:: DATASET ROWS ::
++++
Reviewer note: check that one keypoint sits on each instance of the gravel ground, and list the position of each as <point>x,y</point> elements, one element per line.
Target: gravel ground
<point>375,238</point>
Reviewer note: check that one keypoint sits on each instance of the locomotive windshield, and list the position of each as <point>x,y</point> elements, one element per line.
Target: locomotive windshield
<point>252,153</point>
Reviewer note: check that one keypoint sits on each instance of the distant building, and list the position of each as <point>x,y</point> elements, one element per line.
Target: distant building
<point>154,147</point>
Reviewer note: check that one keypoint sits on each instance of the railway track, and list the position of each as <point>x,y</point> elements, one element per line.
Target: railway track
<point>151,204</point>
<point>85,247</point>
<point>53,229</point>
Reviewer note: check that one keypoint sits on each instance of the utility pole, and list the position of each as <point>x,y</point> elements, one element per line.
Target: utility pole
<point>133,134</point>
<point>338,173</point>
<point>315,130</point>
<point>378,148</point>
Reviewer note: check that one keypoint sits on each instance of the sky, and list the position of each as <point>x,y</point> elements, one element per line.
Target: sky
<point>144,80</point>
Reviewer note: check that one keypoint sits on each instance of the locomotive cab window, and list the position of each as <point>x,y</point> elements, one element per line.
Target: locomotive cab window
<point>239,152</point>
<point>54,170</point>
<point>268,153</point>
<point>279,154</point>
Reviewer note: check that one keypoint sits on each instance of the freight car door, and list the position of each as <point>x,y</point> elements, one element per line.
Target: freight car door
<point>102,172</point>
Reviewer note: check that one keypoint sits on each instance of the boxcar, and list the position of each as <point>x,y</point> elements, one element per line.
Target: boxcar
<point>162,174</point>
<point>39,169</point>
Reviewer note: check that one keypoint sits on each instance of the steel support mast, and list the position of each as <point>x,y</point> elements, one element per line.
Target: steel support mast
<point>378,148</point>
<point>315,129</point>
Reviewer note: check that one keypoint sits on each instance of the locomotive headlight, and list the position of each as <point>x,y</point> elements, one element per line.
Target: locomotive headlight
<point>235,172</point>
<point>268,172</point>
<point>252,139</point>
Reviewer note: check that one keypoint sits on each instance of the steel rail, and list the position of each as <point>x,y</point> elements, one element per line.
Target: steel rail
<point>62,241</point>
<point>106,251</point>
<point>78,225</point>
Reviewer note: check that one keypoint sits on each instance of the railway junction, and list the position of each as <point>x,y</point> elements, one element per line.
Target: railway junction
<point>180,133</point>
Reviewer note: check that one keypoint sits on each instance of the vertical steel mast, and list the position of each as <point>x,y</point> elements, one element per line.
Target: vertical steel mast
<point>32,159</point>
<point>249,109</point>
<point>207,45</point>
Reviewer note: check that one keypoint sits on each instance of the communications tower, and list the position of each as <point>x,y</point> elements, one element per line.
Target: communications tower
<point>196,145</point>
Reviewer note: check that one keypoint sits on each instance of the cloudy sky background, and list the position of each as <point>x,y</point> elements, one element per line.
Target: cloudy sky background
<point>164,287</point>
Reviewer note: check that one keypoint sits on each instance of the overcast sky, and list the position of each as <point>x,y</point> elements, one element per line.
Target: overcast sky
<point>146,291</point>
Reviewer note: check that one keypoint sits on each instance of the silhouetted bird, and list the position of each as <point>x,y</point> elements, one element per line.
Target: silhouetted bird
++++
:: TASK ::
Edit the material above so that every "keypoint" reads "marker", and leave everything else unchanged.

:: EXPECTED ANSWER ::
Reviewer note: check that one marker sits on each instance of the gravel ground, and list the position of each as <point>x,y</point> elements, one element per line.
Target: gravel ground
<point>375,238</point>
Reviewer note: check that one marker sits on each instance of the locomotive windshield, and list the position of each as <point>x,y</point> elements, one element per line.
Target: locomotive windshield
<point>252,153</point>
Reviewer note: check that one marker sits on each instance of the distant building, and list the position of each as <point>x,y</point> elements, one element per line.
Target: distant building
<point>154,147</point>
Reviewer note: check that one marker sits on each instance of the railway track, and list the position of each as <point>x,y</point> elements, one element per line.
Target: railway track
<point>151,204</point>
<point>85,247</point>
<point>53,229</point>
Reviewer note: check that one marker sits on each instance of the utility pole, and list the position of each as <point>x,y</point> elements, one element per line.
Target: utility pole
<point>133,134</point>
<point>338,173</point>
<point>315,130</point>
<point>378,148</point>
Reviewer note: check that one marker sits on each instance of the sky, and list the position of each as <point>x,y</point> elements, one element per line.
Target: sky
<point>144,80</point>
Reviewer note: check that one marker sits on each instance of the locomotive cab window, and list the position of each as <point>x,y</point> elements, one element per line.
Target: locomotive cab window
<point>239,152</point>
<point>54,170</point>
<point>268,153</point>
<point>279,154</point>
Reviewer note: check that one marker sits on each instance of the freight car door, and list the position of each as <point>x,y</point> elements, one element per line.
Target: freight car door
<point>102,172</point>
Reviewer note: check that one marker sits on each instance of the boxcar, and list the position of each as <point>x,y</point> elements, one element per line.
Target: boxcar
<point>162,174</point>
<point>39,169</point>
Reviewer note: check that one marker sits on each instance of the steel support mast, and list the position of each as <point>x,y</point> elements, one element per line.
Target: steel support mast
<point>378,148</point>
<point>315,129</point>
Reviewer note: check that one marker sits on each instance of the locomotive headlight, and list the position of each as <point>x,y</point> elements, one element per line.
Target: locomotive headlight
<point>235,172</point>
<point>268,172</point>
<point>252,139</point>
Reviewer note: check that one marker sits on each instance of the steel rail, and list the position of each as <point>x,y</point> elements, one element per line.
Target: steel rail
<point>62,241</point>
<point>106,251</point>
<point>78,225</point>
Reviewer note: check that one marker sits on each instance of the railway junction, and list the position of each as <point>x,y</point> elements, one element per line.
Target: railway junction
<point>180,133</point>
Reviewer note: check that one marker sits on each instance of the vertical steel mast, and list the position of each as <point>x,y</point> elements, one element per line.
Target: vertical steel mast
<point>32,159</point>
<point>249,109</point>
<point>207,45</point>
Reviewer note: check that one marker sits on each instance of the communications tower, and list the position of each as <point>x,y</point> elements, one element per line.
Target: communications tower
<point>196,145</point>
Reviewer note: check that one marker sits on each instance of the cloudy sky background, and list the position of each as <point>x,y</point> elements, one element per line.
Target: cloudy sky background
<point>164,287</point>
Reviewer note: check that one marker sits on each instance of the overcast sky, and list the position of each as <point>x,y</point> elements, one element per line.
Target: overcast sky
<point>146,291</point>
Reviewer note: check that one marker sits on each instance of the silhouetted bird, and list the position of each as <point>x,y</point> elements, one element per line.
Target: silhouetted bird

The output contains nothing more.